• What to produce
Reproduce the entries exactly and omit the pictures.

^^^^^^^^^^^^^^^^

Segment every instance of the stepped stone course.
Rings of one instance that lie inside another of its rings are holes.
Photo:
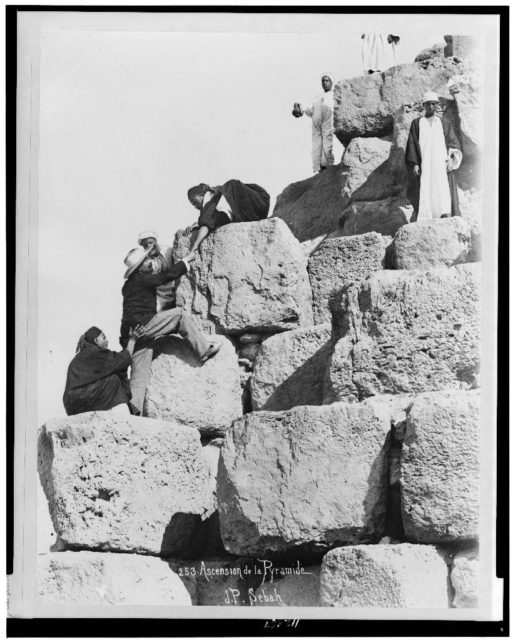
[[[439,218],[401,227],[390,247],[394,269],[431,269],[469,262],[472,233],[464,218]]]
[[[175,243],[184,255],[189,238]],[[309,326],[312,293],[299,242],[278,218],[229,224],[209,235],[177,288],[177,304],[212,332]]]
[[[331,305],[335,344],[325,396],[468,389],[480,363],[478,263],[380,271]]]
[[[180,578],[159,558],[65,551],[37,557],[37,600],[49,605],[187,606]]]
[[[379,539],[391,415],[371,399],[235,421],[218,471],[225,548],[255,555]]]
[[[169,336],[157,340],[144,414],[150,418],[219,435],[242,415],[237,354],[231,342],[216,336],[222,347],[200,365],[189,343]]]
[[[330,296],[335,289],[364,280],[383,269],[391,238],[378,233],[330,238],[322,242],[308,260],[316,324],[329,322]]]
[[[337,138],[347,145],[359,136],[390,134],[397,109],[420,101],[425,91],[449,97],[447,82],[461,68],[453,58],[445,58],[427,68],[414,62],[337,82],[333,89]]]
[[[68,548],[187,554],[216,508],[195,429],[107,411],[47,422],[39,474]]]
[[[479,533],[477,391],[419,395],[406,420],[401,500],[406,537],[438,543]]]
[[[250,380],[253,411],[322,404],[330,337],[331,324],[325,323],[267,338]]]
[[[328,237],[354,236],[371,231],[393,237],[410,221],[412,213],[413,207],[405,197],[352,202],[340,216],[340,229],[332,231]]]
[[[475,551],[460,551],[452,561],[452,606],[475,609],[479,606],[479,558]]]
[[[427,545],[339,547],[323,558],[320,594],[325,607],[447,608],[447,566]]]

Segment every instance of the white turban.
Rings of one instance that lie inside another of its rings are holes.
[[[137,238],[137,242],[141,244],[143,240],[147,240],[148,238],[155,238],[155,240],[158,240],[155,231],[141,231],[139,237]]]
[[[424,102],[440,102],[438,98],[438,94],[434,91],[426,91],[426,93],[422,96],[422,104]]]
[[[321,75],[321,80],[325,77],[328,77],[331,80],[331,85],[334,86],[335,85],[335,76],[330,73],[329,71],[325,71],[322,75]]]

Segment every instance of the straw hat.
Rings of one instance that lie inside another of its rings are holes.
[[[125,266],[128,267],[124,275],[125,280],[129,276],[131,276],[132,273],[142,265],[142,263],[148,257],[148,254],[150,253],[150,251],[151,251],[151,247],[149,249],[143,249],[142,247],[137,247],[128,252],[127,257],[125,258]]]

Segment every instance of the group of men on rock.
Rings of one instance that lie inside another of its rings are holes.
[[[294,115],[312,117],[314,170],[333,164],[333,77],[323,74],[324,95],[305,106],[296,103]],[[411,221],[460,215],[454,171],[462,153],[448,120],[439,116],[440,102],[432,91],[424,94],[424,115],[413,120],[405,150],[410,167],[408,196],[413,204]],[[178,332],[189,342],[201,364],[216,355],[220,344],[205,336],[192,317],[174,304],[173,283],[190,272],[196,251],[217,228],[234,222],[263,220],[269,213],[269,194],[256,184],[229,180],[220,187],[199,184],[188,191],[198,209],[198,221],[177,236],[196,232],[187,255],[173,264],[171,250],[161,248],[157,234],[139,235],[138,247],[125,258],[122,288],[123,316],[119,353],[108,349],[97,327],[81,337],[68,368],[64,407],[68,415],[113,409],[140,415],[151,371],[155,339]],[[127,371],[131,366],[130,380]]]

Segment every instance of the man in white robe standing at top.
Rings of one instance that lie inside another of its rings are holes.
[[[312,118],[312,165],[314,173],[323,171],[334,163],[333,158],[333,84],[334,76],[321,76],[323,93],[312,102],[295,102],[292,115],[300,118],[303,114]]]
[[[425,115],[410,126],[405,160],[411,169],[408,197],[413,205],[411,222],[459,216],[455,170],[463,155],[451,123],[437,115],[438,95],[422,98]]]

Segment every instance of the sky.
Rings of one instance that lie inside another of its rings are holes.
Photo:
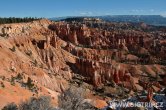
[[[166,0],[1,0],[0,17],[163,15]]]

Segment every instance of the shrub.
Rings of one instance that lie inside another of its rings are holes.
[[[0,79],[5,80],[6,78],[5,76],[0,76]]]
[[[5,85],[4,85],[4,83],[3,83],[3,82],[1,82],[1,87],[2,87],[2,88],[5,88]]]
[[[84,90],[82,88],[69,88],[59,96],[58,104],[62,110],[97,110],[84,101]]]
[[[15,85],[15,77],[11,76],[10,84],[13,86]]]
[[[18,75],[16,76],[16,79],[18,79],[18,80],[22,80],[22,79],[23,79],[22,74],[21,74],[21,73],[18,73]]]
[[[32,61],[32,63],[33,63],[33,65],[35,66],[35,67],[37,67],[38,66],[38,63],[37,63],[37,60],[35,59],[35,60],[33,60]]]
[[[12,48],[9,48],[12,52],[15,52],[16,51],[16,47],[13,46]]]
[[[39,98],[31,97],[18,106],[15,103],[6,105],[2,110],[58,110],[51,106],[51,98],[41,96]]]
[[[22,102],[19,105],[19,110],[53,110],[51,98],[48,96],[41,96],[39,98],[32,97]]]
[[[29,89],[32,89],[34,87],[34,84],[32,82],[33,82],[33,80],[30,77],[28,77],[26,84],[27,84]]]
[[[18,110],[17,105],[15,103],[10,103],[3,107],[2,110]]]
[[[1,36],[1,37],[7,37],[7,36],[8,36],[8,34],[3,33],[3,34],[0,34],[0,36]]]
[[[99,110],[83,99],[83,89],[70,88],[59,96],[59,108],[51,106],[49,96],[31,97],[29,100],[21,102],[18,106],[11,103],[2,110]]]
[[[28,56],[32,56],[32,51],[31,50],[28,50],[25,52]]]

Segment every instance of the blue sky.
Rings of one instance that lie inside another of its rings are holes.
[[[166,15],[166,0],[1,0],[0,17]]]

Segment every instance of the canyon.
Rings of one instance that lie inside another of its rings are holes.
[[[71,85],[97,108],[166,86],[166,27],[145,23],[36,20],[0,25],[0,108],[31,96],[53,105]],[[152,99],[151,94],[148,101]]]

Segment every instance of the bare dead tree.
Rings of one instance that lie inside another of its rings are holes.
[[[97,110],[84,100],[85,90],[71,87],[59,96],[59,107],[62,110]]]

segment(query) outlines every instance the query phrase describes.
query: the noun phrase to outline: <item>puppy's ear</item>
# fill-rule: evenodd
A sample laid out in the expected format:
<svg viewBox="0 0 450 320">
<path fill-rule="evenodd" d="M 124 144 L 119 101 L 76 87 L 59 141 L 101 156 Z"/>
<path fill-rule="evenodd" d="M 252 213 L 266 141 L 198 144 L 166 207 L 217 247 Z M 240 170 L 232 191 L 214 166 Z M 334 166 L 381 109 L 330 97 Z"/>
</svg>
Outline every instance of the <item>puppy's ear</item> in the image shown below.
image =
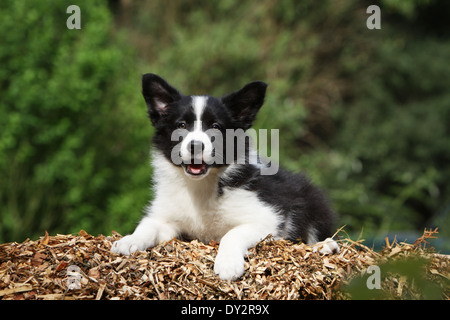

^^^^^^^^^^^^^^^^

• Written solution
Segment every instance of the stepped stone course.
Rings of one instance that lie inside another of its rings are holes.
Photo:
[[[439,218],[401,227],[390,247],[394,269],[431,269],[469,262],[472,233],[464,218]]]
[[[175,243],[184,255],[189,238]],[[309,326],[312,293],[299,242],[278,218],[229,224],[209,235],[177,288],[177,304],[212,332]]]
[[[331,305],[335,344],[325,396],[468,389],[480,363],[478,263],[380,271]]]
[[[180,578],[159,558],[65,551],[37,557],[37,600],[49,605],[187,606]]]
[[[379,539],[391,415],[371,399],[235,421],[218,471],[225,548],[255,555]]]
[[[169,336],[157,340],[144,414],[150,418],[219,435],[242,415],[237,354],[231,342],[216,336],[222,347],[200,365],[189,343]]]
[[[330,296],[335,289],[364,280],[383,269],[391,238],[378,233],[330,238],[322,242],[308,260],[316,324],[329,322]]]
[[[337,138],[347,145],[359,136],[390,134],[397,109],[420,101],[425,91],[449,97],[447,82],[461,68],[453,58],[445,58],[427,68],[414,62],[337,82],[333,89]]]
[[[68,548],[187,554],[216,508],[195,429],[107,411],[47,422],[39,474]]]
[[[479,533],[477,391],[419,395],[406,420],[401,500],[406,537],[438,543]]]
[[[250,380],[253,411],[322,404],[330,337],[331,324],[325,323],[267,338]]]
[[[328,237],[354,236],[371,231],[393,237],[410,221],[412,213],[413,207],[405,197],[352,202],[340,216],[340,229],[332,231]]]
[[[475,551],[460,551],[452,561],[452,606],[475,609],[479,606],[479,558]]]
[[[427,545],[339,547],[323,558],[320,594],[325,607],[447,608],[447,566]]]

Segment every instance of the white turban.
Rings of one instance that lie inside another of its rings are holes.
[[[137,238],[137,242],[141,244],[143,240],[147,240],[148,238],[155,238],[155,240],[158,240],[155,231],[141,231],[139,237]]]
[[[424,102],[440,102],[438,98],[438,94],[434,91],[426,91],[426,93],[422,96],[422,104]]]
[[[321,75],[321,80],[325,77],[328,77],[331,80],[331,85],[334,86],[335,85],[335,76],[330,73],[329,71],[325,71],[322,75]]]

Segment every instance of the straw hat.
Rings of one instance that lie inside another of its rings are holes.
[[[125,266],[128,267],[124,275],[125,280],[129,276],[131,276],[132,273],[142,265],[142,263],[148,257],[148,254],[150,253],[150,251],[151,251],[151,247],[149,249],[143,249],[142,247],[137,247],[128,252],[127,257],[125,258]]]

Segment every instance of the group of men on rock.
Rings of one instance that lie inside another of its rings are holes.
[[[294,115],[312,117],[314,170],[333,164],[333,77],[323,74],[324,95],[305,106],[296,103]],[[411,221],[460,215],[454,171],[462,153],[448,120],[439,116],[440,102],[432,91],[424,94],[424,115],[413,120],[405,150],[410,167],[408,196],[413,204]],[[178,332],[189,342],[201,364],[216,355],[220,344],[205,336],[192,317],[174,304],[173,283],[190,272],[196,251],[217,228],[234,222],[263,220],[269,213],[269,194],[256,184],[229,180],[220,187],[199,184],[188,191],[198,209],[198,221],[177,236],[196,232],[187,255],[173,264],[171,250],[161,248],[157,234],[139,235],[138,247],[125,258],[122,288],[123,316],[119,353],[108,349],[97,327],[81,337],[68,368],[64,407],[68,415],[113,409],[140,415],[151,371],[155,339]],[[127,371],[131,366],[130,380]]]

Segment every instance of the man in white robe standing at top.
Rings of one instance that lie inside another of its rings are holes.
[[[312,118],[312,165],[314,173],[323,171],[334,163],[333,158],[333,84],[334,76],[321,76],[323,93],[312,102],[295,102],[292,115],[300,118],[303,114]]]
[[[425,115],[410,126],[405,160],[411,169],[408,197],[413,205],[411,222],[459,216],[455,170],[463,155],[451,123],[437,115],[438,95],[422,98]]]

Segment every instance of the sky.
Rings of one instance that lie inside another of its rings are holes.
Photo:
[[[166,0],[1,0],[0,17],[163,15]]]

Segment every instance of the shrub.
Rings of one instance that lie inside another of its rings are holes.
[[[0,79],[5,80],[6,78],[5,76],[0,76]]]
[[[5,85],[4,85],[4,83],[3,83],[3,82],[1,82],[1,87],[2,87],[2,88],[5,88]]]
[[[84,90],[82,88],[69,88],[59,96],[58,104],[62,110],[97,110],[84,101]]]
[[[15,85],[15,77],[11,76],[10,84],[13,86]]]
[[[18,75],[16,76],[16,79],[18,79],[18,80],[22,80],[22,79],[23,79],[22,74],[21,74],[21,73],[18,73]]]
[[[32,61],[32,63],[33,63],[33,65],[35,66],[35,67],[37,67],[38,66],[38,63],[37,63],[37,60],[35,59],[35,60],[33,60]]]
[[[12,48],[9,48],[12,52],[15,52],[16,51],[16,47],[13,46]]]
[[[39,98],[31,97],[18,106],[15,103],[6,105],[2,110],[58,110],[51,106],[51,98],[41,96]]]
[[[22,102],[19,105],[19,110],[53,110],[51,98],[48,96],[41,96],[39,98],[32,97]]]
[[[29,89],[32,89],[34,87],[34,84],[32,82],[33,82],[33,80],[30,77],[28,77],[26,84],[27,84]]]
[[[18,110],[17,105],[15,103],[10,103],[3,107],[2,110]]]
[[[1,36],[1,37],[7,37],[7,36],[8,36],[8,34],[3,33],[3,34],[0,34],[0,36]]]
[[[99,110],[83,99],[83,89],[70,88],[59,96],[59,108],[51,106],[49,96],[31,97],[29,100],[21,102],[18,106],[11,103],[2,110]]]
[[[28,56],[32,56],[32,51],[31,50],[28,50],[25,52]]]

Segment every instance of the blue sky.
Rings of one instance that lie inside another of its rings are holes.
[[[166,15],[166,0],[1,0],[0,17]]]

Segment every instance of the canyon.
Rings of one instance that lie inside another of its rings are holes.
[[[71,85],[97,108],[166,86],[166,27],[145,23],[36,20],[0,25],[0,108],[31,96],[53,105]],[[152,99],[151,94],[148,101]]]

Segment every instance of the bare dead tree.
Rings of one instance that lie inside another of its rings are holes.
[[[97,110],[84,100],[85,90],[71,87],[59,96],[59,107],[62,110]]]

segment(query) outlines every instance the query phrase describes.
query: the noun phrase to outline: <item>puppy's ear</item>
# fill-rule: evenodd
A sample laid out in the expected format:
<svg viewBox="0 0 450 320">
<path fill-rule="evenodd" d="M 124 144 L 119 101 L 76 87 L 59 141 L 101 156 Z"/>
<path fill-rule="evenodd" d="M 252 213 L 266 141 L 198 144 L 166 207 L 217 247 Z M 240 170 L 232 191 L 214 166 Z M 334 166 L 381 109 L 330 97 Z"/>
</svg>
Outline every instance of the <item>puppy's ear</item> in the image shown below.
image =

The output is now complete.